--- PARTS OF THE EXERCISE ---
**a.** Reproduce, word for word, the peer review excerpt on TE polymorphism calls from "The authors used" to "affect the results.".
**b.** Carry on the peer review excerpt about TE polymorphism detection from the point at which it stops.

The authors used a short-read-based approach to detect TIPs and TAPs. It is known that detecting TE polymorphisms is challenging and can lead to false negatives, depending on the method used and the sequencing coverage. The methodology used here (TEPID) has been previously applied to other species, but it is unclear if the sensitivity of the TIP/TAP caller is equivalent to that of the SNP caller and how these potential differences may affect the results.
Thank you for your positive evaluation of our paper. We have now adjusted the manuscript and the discussion to include the mentioned points on the different TE superfamilies and the reliability of the TE calls. The detailed responses to all the raised points are below.
Private Recommendations:
Reviewer #1:
(1) TE polymorphisms (presence and absence variants) were called from short-read sequencing data using a pipeline (TEPID, Stuart et al. eLife 2016) that is known to have a low specificity as well as a low sensitivity in its detection of presence variants (Baduel et al. MIMB 2021). An assessment of the rate of false positives and false negatives in the data presented in this study and how it varies across TE superfamilies is therefore of crucial importance as it may bias all downstream analyses, especially if it impacts the identification of polymorphisms contributed by retrotransposons, as these are the basis of most conclusions of the manuscript. Nonetheless, the fact that the PCA of the polymorphisms contributed by DNA transposons is less able to distinguish genetic clades than with those contributed by retrotransposons, suggests the issue of false positives is most preeminent for DNA transposons. However, high rates of false positives may explain why no significant increase in TE frequency is detected within selective sweep regions, a result that runs against the expectation of hitch-hiking of neutral or weakly deleterious polymorphisms which the authors claim is the category of many TE polymorphisms. Furthermore, given that the reference genome belongs to the B_east clade, and the TEPID is better at calling absence than presence it may bias analyses in this clade (where clade-specific insertions will take the form of absence in other clades which are well detected) compared to other clades (where clade-specific insertions will be presence polymorphisms and may be missed). A benchmark of TE polymorphism calls could be done by de novo assembling one genome from each clade or by cross-checking at least the presence variant calls from TEPID with those made with another of the many TE calling pipelines available.

--- MATERIAL SUPPLIED ---
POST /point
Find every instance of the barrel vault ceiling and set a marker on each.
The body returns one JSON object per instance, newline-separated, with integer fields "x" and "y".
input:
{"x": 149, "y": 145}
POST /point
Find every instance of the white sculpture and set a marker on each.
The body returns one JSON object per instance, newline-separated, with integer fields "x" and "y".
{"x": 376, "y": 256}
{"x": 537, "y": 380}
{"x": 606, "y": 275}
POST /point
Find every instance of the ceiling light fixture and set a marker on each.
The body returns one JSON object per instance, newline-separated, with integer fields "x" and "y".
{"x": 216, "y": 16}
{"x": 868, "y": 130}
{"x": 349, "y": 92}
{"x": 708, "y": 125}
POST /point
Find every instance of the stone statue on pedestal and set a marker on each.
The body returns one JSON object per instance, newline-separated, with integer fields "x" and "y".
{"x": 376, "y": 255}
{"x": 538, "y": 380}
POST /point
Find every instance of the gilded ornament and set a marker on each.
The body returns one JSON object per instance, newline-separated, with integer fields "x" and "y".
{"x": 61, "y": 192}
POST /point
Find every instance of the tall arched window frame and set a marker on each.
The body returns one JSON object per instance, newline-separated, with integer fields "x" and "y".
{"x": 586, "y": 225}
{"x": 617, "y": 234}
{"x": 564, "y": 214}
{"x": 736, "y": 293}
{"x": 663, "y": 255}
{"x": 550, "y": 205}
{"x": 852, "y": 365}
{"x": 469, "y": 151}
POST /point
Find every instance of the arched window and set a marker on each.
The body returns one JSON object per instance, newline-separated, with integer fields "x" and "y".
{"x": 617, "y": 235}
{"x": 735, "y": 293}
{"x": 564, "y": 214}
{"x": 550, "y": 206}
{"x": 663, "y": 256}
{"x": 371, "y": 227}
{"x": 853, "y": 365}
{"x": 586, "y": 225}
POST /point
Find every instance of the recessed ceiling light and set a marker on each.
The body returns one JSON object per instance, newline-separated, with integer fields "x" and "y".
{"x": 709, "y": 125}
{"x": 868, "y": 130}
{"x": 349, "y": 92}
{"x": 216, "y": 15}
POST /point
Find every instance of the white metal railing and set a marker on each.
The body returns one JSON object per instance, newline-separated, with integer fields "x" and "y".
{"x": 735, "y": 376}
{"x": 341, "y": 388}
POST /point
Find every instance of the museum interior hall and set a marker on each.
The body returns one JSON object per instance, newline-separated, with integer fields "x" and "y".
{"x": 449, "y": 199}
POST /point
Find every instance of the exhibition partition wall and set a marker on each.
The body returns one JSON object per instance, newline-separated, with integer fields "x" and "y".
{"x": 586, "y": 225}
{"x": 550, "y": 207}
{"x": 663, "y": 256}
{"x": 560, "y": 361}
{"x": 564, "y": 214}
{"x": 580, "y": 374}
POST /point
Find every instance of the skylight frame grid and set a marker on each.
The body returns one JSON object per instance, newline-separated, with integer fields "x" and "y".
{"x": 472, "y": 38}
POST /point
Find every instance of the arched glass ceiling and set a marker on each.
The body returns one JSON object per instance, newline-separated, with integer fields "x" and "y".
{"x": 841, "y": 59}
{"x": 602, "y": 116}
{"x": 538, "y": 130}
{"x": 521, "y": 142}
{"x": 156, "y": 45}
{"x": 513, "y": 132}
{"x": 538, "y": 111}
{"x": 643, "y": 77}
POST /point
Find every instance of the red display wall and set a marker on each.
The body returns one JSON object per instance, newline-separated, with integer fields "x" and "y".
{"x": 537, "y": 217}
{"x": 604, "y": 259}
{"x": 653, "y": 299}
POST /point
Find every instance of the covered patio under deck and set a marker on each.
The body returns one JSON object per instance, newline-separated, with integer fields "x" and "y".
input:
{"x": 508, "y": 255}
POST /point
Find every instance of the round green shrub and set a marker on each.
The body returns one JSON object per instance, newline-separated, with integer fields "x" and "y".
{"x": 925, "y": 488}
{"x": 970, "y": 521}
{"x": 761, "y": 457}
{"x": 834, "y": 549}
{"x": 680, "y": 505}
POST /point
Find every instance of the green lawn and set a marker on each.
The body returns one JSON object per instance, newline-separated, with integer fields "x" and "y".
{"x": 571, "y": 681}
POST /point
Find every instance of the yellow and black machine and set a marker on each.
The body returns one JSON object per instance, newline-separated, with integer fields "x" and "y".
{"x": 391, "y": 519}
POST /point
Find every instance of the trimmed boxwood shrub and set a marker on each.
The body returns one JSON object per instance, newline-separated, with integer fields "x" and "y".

--- SET OF ANSWERS ---
**a.**
The authors used a short-read-based approach to detect TIPs and TAPs. It is known that detecting TE polymorphisms is challenging and can lead to false negatives, depending on the method used and the sequencing coverage. The methodology used here (TEPID) has been previously applied to other species, but it is unclear if the sensitivity of the TIP/TAP caller is equivalent to that of the SNP caller and how these potential differences may affect the results.

**b.**
We agree with this issue raised by both reviewers regarding the effects of false negative and false positive TE calls. We also think that some reasonable follow-ups should be done to check the potential impact of the false negative and false positive TE calls on the presented results, without turning the manuscript in a method comparison paper as this is not the main goal of this study. Therefore, we generated a subsample of our dataset that included only accession with an average genome wide mapping coverages of at least 20x, as the false negative TE call rate is correlated with the mapping coverage and a high mapping coverage is expected to lead to a reduction in the false negative TE call rates. We then used this subsample to check if our results would change if our dataset had a lower false negative TE call rate. However, reducing the rate of false negative calls through the use of only higher coverage samples did not change our results and interpretations.
Re-running the ANCOVA analyses revealed similar results regarding the accumulation of TEs in selective sweep regions. This was added to the main text Line 143-148: “Similar results were obtained when investigating the number of fixed TE polymorphisms (Additional file 2: Table S1) and the allele frequency of TE polymorphisms (Additional file 2: Table S2) in high iHS regions using a subset of our dataset with an expected lower false negative TE call rate, that only included samples with a genome-wide mapping coverage of at least 20x (see Discussion and Materials and Methods for more details).” and in Additional file 2: Table S1 and S2.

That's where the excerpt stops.